# TASK
Each line from the one that contains "For the dataset, pick out the green" to the end of the material must be set down exactly, and no line before it.

---------- STORED ROWS

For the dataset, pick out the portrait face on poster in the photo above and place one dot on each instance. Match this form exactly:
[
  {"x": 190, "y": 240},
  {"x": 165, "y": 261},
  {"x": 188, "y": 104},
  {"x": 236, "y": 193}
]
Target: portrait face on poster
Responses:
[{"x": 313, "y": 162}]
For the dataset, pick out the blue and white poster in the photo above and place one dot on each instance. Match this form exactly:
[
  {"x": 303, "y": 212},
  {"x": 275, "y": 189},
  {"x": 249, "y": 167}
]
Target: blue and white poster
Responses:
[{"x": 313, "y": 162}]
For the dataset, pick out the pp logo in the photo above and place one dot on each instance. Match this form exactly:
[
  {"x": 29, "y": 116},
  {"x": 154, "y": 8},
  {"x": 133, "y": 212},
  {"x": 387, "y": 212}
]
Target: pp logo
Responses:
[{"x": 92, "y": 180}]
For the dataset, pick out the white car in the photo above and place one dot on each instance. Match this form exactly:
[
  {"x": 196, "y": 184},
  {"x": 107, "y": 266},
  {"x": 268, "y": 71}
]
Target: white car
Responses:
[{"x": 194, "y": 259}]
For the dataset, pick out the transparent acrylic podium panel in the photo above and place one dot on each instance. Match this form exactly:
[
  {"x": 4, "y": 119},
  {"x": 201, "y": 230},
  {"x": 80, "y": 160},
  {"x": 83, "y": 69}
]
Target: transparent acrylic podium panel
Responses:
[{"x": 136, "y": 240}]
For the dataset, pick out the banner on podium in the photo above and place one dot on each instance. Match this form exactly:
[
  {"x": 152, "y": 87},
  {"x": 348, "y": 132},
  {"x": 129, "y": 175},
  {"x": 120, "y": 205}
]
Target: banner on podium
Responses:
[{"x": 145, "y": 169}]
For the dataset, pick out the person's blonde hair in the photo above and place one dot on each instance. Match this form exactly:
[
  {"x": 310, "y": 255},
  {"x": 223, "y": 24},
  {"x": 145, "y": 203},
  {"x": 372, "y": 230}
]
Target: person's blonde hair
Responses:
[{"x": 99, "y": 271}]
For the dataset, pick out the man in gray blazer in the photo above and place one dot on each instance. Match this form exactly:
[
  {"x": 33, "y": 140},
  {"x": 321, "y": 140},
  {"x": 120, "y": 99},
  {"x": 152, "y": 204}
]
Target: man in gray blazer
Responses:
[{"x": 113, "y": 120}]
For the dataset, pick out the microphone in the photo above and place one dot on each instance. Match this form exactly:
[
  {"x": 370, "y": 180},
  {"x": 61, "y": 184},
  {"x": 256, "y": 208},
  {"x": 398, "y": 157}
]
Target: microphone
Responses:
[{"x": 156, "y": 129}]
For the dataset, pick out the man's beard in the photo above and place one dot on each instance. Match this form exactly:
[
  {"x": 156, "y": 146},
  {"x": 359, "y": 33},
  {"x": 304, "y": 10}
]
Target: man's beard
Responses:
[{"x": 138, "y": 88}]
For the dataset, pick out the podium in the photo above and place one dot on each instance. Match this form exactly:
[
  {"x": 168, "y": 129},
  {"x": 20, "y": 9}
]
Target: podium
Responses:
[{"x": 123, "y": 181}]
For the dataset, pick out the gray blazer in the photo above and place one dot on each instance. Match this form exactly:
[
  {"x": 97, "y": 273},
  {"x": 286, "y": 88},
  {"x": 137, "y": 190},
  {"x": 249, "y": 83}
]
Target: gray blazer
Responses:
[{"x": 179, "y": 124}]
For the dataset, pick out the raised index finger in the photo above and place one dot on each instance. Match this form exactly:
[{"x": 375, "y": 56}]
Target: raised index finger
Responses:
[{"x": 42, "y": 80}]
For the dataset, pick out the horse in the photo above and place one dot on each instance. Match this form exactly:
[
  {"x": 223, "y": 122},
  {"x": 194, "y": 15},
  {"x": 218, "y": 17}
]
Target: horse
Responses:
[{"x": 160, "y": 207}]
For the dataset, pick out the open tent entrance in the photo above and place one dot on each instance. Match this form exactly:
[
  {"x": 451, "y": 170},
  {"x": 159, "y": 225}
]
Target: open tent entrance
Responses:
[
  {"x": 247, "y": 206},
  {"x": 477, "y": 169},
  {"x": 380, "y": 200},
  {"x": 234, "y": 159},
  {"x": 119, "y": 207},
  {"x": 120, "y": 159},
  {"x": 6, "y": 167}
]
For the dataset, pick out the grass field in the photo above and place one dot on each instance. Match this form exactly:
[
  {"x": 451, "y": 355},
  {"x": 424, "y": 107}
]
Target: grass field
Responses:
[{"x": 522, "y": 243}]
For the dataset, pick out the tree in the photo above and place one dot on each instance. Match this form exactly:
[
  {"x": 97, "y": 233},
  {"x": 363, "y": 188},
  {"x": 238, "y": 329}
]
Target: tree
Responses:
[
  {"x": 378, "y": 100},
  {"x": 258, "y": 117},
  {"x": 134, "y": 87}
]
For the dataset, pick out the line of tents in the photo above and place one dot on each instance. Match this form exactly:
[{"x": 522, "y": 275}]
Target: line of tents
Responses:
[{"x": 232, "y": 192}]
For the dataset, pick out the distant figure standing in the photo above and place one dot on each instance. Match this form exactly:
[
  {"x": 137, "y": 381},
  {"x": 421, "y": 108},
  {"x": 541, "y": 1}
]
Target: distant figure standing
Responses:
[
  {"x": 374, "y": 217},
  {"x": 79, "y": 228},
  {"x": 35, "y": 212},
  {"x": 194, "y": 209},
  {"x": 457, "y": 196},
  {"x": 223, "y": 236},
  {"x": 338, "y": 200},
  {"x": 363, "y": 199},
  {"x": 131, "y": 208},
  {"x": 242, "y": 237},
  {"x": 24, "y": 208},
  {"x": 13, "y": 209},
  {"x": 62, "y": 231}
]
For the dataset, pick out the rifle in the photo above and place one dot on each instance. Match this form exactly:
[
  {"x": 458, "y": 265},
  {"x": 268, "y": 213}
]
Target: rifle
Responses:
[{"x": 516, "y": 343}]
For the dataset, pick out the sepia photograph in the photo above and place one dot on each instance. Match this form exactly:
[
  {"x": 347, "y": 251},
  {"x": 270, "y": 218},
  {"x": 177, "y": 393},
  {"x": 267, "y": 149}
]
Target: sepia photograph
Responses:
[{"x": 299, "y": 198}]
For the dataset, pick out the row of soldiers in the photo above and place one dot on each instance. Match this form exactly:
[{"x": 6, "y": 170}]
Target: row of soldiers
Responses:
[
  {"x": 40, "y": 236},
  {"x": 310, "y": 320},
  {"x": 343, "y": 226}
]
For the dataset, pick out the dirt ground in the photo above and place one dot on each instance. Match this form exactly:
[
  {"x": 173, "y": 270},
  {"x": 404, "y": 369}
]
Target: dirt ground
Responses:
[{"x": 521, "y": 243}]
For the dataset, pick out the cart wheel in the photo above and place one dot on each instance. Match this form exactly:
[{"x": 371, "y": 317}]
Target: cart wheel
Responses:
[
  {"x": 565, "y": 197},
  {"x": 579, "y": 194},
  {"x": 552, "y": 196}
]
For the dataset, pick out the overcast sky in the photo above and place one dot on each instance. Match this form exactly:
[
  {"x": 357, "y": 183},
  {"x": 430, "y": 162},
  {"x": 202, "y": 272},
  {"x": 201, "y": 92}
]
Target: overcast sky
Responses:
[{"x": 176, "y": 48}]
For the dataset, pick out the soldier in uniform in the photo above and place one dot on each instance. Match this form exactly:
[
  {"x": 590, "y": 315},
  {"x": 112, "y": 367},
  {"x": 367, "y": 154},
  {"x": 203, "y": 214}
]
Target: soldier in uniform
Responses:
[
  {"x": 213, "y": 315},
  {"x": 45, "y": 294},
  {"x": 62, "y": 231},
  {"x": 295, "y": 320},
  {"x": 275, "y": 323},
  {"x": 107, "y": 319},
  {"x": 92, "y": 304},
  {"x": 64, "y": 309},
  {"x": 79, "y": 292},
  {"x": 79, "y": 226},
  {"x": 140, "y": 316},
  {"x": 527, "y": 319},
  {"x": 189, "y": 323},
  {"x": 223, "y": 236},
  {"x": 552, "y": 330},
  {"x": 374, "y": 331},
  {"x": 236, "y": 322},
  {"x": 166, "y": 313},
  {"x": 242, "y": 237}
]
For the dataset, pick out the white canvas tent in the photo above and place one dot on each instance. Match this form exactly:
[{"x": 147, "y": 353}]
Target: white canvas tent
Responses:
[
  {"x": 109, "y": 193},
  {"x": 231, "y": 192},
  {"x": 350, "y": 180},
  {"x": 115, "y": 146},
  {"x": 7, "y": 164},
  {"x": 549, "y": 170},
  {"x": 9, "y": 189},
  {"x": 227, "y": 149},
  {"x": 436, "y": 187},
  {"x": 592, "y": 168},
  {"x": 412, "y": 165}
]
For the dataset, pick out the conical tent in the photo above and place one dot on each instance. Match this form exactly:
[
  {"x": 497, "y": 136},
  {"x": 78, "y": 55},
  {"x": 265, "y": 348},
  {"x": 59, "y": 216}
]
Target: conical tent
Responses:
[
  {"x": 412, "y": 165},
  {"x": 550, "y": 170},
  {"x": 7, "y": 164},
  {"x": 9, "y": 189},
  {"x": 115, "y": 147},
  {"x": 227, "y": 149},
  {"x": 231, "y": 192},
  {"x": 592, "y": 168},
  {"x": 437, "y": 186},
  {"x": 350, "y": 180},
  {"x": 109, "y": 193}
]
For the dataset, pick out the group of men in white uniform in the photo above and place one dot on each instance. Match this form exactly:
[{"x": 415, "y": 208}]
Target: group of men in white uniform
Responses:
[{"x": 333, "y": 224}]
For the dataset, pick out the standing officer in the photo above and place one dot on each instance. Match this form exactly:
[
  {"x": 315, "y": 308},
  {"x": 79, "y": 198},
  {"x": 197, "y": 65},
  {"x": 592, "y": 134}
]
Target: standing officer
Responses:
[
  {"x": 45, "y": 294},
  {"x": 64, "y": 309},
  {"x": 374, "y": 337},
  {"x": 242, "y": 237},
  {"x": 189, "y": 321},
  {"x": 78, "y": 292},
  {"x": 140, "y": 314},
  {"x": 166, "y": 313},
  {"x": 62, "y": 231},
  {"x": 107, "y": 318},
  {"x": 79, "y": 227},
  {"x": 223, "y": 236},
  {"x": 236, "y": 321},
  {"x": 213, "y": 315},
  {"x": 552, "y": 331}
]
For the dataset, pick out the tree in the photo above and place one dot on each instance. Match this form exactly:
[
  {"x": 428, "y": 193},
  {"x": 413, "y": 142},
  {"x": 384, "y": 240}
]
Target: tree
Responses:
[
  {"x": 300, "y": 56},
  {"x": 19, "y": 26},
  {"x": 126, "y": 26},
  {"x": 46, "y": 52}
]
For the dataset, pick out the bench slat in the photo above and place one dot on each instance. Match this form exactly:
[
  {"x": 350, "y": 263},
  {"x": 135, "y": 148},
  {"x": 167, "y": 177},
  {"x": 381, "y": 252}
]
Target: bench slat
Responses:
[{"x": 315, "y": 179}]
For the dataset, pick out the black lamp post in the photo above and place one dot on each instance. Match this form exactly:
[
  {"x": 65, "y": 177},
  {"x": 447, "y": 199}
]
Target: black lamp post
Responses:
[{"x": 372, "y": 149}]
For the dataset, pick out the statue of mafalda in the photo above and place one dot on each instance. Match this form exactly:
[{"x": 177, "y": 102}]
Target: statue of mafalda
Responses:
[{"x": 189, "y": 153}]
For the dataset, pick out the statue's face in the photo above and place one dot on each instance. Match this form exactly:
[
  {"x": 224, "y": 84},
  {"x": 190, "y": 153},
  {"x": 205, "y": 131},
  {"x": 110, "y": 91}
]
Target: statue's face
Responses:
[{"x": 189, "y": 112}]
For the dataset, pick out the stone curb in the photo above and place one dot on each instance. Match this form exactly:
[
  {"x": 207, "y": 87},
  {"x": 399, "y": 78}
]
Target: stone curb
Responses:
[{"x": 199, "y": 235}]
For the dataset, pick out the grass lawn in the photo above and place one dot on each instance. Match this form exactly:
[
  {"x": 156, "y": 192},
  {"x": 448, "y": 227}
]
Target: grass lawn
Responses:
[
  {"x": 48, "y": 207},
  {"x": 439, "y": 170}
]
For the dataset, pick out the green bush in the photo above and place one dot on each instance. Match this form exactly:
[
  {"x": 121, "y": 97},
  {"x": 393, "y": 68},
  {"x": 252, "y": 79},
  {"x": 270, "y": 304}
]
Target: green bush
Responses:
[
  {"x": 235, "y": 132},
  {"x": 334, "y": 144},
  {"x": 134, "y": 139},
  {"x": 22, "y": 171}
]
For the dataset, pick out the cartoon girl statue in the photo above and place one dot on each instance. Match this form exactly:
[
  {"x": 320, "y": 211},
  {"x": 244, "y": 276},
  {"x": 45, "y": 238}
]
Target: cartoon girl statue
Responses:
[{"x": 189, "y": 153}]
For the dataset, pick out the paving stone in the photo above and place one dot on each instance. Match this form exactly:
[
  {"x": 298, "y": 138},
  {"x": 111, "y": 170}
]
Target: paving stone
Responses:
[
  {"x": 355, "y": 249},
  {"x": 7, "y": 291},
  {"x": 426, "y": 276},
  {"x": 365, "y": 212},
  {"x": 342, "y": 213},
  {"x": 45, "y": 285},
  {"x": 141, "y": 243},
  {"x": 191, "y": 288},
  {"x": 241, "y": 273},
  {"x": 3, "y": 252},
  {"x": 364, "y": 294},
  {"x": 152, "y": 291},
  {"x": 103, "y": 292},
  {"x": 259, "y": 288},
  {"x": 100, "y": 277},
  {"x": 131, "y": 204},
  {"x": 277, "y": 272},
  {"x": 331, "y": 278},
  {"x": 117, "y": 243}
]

--------------------

# SOLUTION TO THIS TASK
For the dataset, pick out the green bush in the photo above and place one dot on each instance. Match this form exactly:
[
  {"x": 121, "y": 97},
  {"x": 393, "y": 68},
  {"x": 252, "y": 79},
  {"x": 270, "y": 304}
]
Target: green bush
Responses:
[
  {"x": 235, "y": 132},
  {"x": 334, "y": 144},
  {"x": 134, "y": 139},
  {"x": 22, "y": 171}
]
For the dataset, pick out the cartoon girl statue in the photo above and place one dot on each instance. Match this form exactly:
[
  {"x": 320, "y": 211},
  {"x": 244, "y": 276},
  {"x": 45, "y": 238}
]
Target: cartoon girl statue
Responses:
[{"x": 189, "y": 153}]
For the dataset, pick out the paving stone in the photo above and place one dot on each instance. Match this form exactly:
[
  {"x": 298, "y": 138},
  {"x": 111, "y": 170}
]
Target: paving stone
Responses:
[
  {"x": 355, "y": 249},
  {"x": 7, "y": 291},
  {"x": 426, "y": 276},
  {"x": 365, "y": 212},
  {"x": 342, "y": 213},
  {"x": 45, "y": 285},
  {"x": 141, "y": 243},
  {"x": 191, "y": 288},
  {"x": 241, "y": 273},
  {"x": 3, "y": 252},
  {"x": 364, "y": 294},
  {"x": 152, "y": 291},
  {"x": 103, "y": 292},
  {"x": 259, "y": 288},
  {"x": 100, "y": 277},
  {"x": 131, "y": 204},
  {"x": 277, "y": 272},
  {"x": 331, "y": 278},
  {"x": 117, "y": 243}
]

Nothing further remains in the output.